• [Stated problem]
Find every line in the items that contains the word "sunset" and copy each one out in full. Matching is case-sensitive.

[Image location labeling entries]
■ ■ ■ ■ ■

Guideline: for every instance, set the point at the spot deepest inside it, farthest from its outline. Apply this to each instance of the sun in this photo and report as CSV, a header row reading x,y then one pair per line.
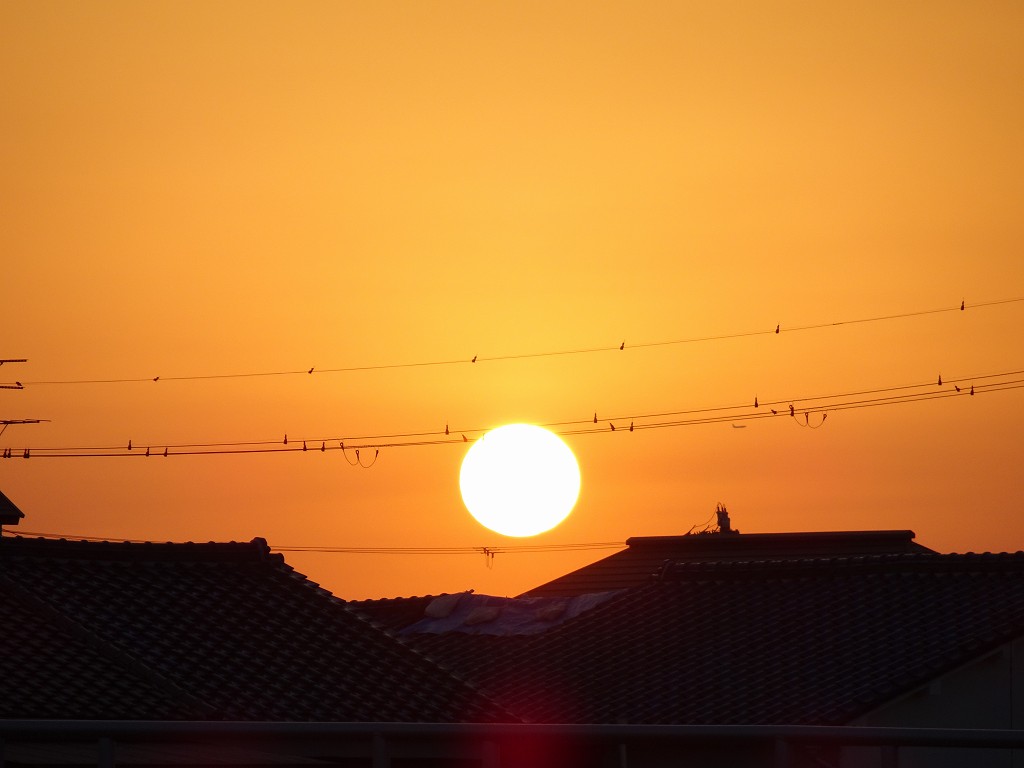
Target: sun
x,y
519,480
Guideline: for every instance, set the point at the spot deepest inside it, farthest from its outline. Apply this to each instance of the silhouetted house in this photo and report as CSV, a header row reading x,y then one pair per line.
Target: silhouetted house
x,y
9,514
817,630
788,649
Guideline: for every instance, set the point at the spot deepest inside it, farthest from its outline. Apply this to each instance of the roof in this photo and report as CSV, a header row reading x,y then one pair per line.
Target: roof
x,y
645,556
98,630
9,513
814,640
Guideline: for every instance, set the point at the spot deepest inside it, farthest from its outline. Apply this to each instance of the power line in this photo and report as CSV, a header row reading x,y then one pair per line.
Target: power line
x,y
755,410
323,549
775,330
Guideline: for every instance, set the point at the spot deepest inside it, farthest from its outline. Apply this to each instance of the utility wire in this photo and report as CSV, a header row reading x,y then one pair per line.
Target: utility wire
x,y
508,549
622,346
816,404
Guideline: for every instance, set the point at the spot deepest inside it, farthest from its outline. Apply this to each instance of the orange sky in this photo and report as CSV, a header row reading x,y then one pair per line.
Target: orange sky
x,y
193,188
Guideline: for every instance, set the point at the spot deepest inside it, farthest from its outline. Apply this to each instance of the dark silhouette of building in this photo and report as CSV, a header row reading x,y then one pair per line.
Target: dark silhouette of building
x,y
790,649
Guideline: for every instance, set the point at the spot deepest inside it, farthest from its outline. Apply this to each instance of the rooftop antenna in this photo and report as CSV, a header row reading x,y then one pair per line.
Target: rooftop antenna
x,y
724,525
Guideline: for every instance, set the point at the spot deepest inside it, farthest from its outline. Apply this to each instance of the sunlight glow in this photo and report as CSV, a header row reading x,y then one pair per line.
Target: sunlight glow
x,y
519,480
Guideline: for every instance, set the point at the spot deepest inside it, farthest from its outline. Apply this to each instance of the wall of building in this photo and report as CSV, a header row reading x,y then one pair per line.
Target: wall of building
x,y
988,692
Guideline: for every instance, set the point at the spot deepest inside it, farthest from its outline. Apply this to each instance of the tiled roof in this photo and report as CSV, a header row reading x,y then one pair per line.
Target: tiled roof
x,y
799,641
202,631
645,556
9,513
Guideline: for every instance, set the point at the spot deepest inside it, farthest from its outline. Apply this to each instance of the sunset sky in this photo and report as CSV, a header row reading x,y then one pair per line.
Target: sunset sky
x,y
381,192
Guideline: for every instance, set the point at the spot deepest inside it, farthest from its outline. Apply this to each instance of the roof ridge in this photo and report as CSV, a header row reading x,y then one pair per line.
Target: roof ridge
x,y
403,641
815,565
82,549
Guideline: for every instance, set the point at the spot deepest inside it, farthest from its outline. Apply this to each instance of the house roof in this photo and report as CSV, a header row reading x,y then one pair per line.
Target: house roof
x,y
812,640
9,513
645,556
202,631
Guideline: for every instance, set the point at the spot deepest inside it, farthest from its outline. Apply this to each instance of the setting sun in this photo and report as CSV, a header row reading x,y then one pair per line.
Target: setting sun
x,y
519,480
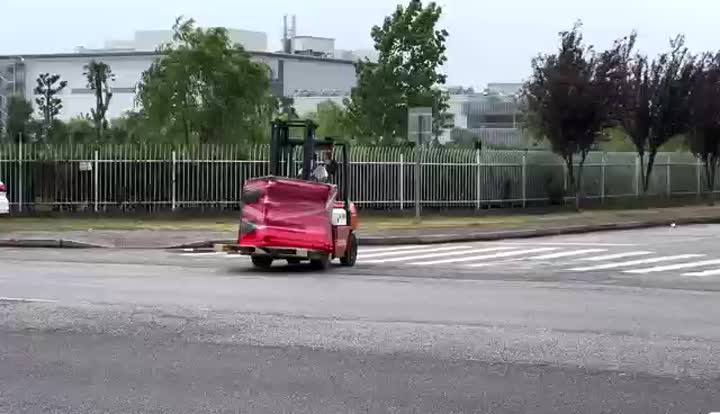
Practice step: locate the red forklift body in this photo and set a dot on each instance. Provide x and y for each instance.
(284, 212)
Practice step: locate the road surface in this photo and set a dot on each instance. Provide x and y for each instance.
(606, 322)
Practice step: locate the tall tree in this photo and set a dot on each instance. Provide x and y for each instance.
(48, 87)
(411, 51)
(704, 109)
(205, 88)
(652, 105)
(99, 75)
(19, 113)
(569, 97)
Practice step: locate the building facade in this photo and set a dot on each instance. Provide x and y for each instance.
(288, 73)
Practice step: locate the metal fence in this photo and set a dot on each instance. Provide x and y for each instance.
(157, 177)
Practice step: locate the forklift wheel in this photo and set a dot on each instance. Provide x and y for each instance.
(351, 252)
(321, 263)
(262, 262)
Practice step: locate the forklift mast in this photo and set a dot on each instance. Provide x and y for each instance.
(282, 148)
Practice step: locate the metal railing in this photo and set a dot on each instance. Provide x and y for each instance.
(163, 177)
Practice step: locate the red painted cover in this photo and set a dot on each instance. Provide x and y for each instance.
(287, 212)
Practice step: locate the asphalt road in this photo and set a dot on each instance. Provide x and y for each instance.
(530, 326)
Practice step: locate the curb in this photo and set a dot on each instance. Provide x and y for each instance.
(532, 233)
(48, 243)
(398, 240)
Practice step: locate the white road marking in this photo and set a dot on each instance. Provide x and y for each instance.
(674, 267)
(445, 254)
(389, 249)
(636, 262)
(712, 272)
(565, 244)
(203, 254)
(567, 254)
(27, 300)
(429, 249)
(487, 256)
(615, 256)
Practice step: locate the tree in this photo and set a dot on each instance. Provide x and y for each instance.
(48, 86)
(205, 88)
(704, 115)
(99, 75)
(331, 119)
(652, 105)
(19, 113)
(411, 50)
(569, 97)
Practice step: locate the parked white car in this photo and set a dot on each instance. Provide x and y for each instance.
(4, 203)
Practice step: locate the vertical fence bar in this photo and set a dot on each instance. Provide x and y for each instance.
(603, 164)
(20, 173)
(173, 173)
(668, 182)
(524, 178)
(418, 166)
(96, 180)
(637, 176)
(698, 189)
(477, 180)
(402, 181)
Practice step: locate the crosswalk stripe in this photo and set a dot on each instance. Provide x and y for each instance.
(636, 262)
(487, 256)
(390, 249)
(567, 254)
(429, 249)
(674, 267)
(615, 256)
(508, 254)
(711, 272)
(431, 255)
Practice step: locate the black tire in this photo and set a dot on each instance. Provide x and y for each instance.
(351, 252)
(321, 263)
(262, 262)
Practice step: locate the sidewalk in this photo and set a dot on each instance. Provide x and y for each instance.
(128, 233)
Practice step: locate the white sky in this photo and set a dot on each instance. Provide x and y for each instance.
(490, 40)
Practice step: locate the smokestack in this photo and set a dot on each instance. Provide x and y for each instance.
(286, 42)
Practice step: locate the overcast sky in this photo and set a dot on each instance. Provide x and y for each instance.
(490, 40)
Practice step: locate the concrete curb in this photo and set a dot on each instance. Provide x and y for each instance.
(48, 243)
(397, 240)
(531, 233)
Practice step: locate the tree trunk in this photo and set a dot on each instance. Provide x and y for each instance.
(648, 173)
(578, 188)
(571, 179)
(710, 168)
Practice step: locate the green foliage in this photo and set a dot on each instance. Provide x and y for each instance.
(464, 138)
(652, 99)
(206, 89)
(99, 75)
(332, 120)
(48, 86)
(704, 111)
(411, 51)
(569, 99)
(19, 113)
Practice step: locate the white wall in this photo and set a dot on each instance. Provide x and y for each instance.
(76, 98)
(317, 75)
(299, 73)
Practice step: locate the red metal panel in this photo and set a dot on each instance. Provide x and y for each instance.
(288, 213)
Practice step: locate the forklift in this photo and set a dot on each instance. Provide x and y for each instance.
(299, 216)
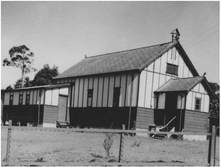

■ ■ ■ ■ ■

• [Written response]
Guideline: for every instance, set the point at the spot deepest inside it, farthest from its outline. Apply this to each instance of the sunset sky in this photo and report as CSV, a header row reading x,y then one pair per line.
Target: sunset sky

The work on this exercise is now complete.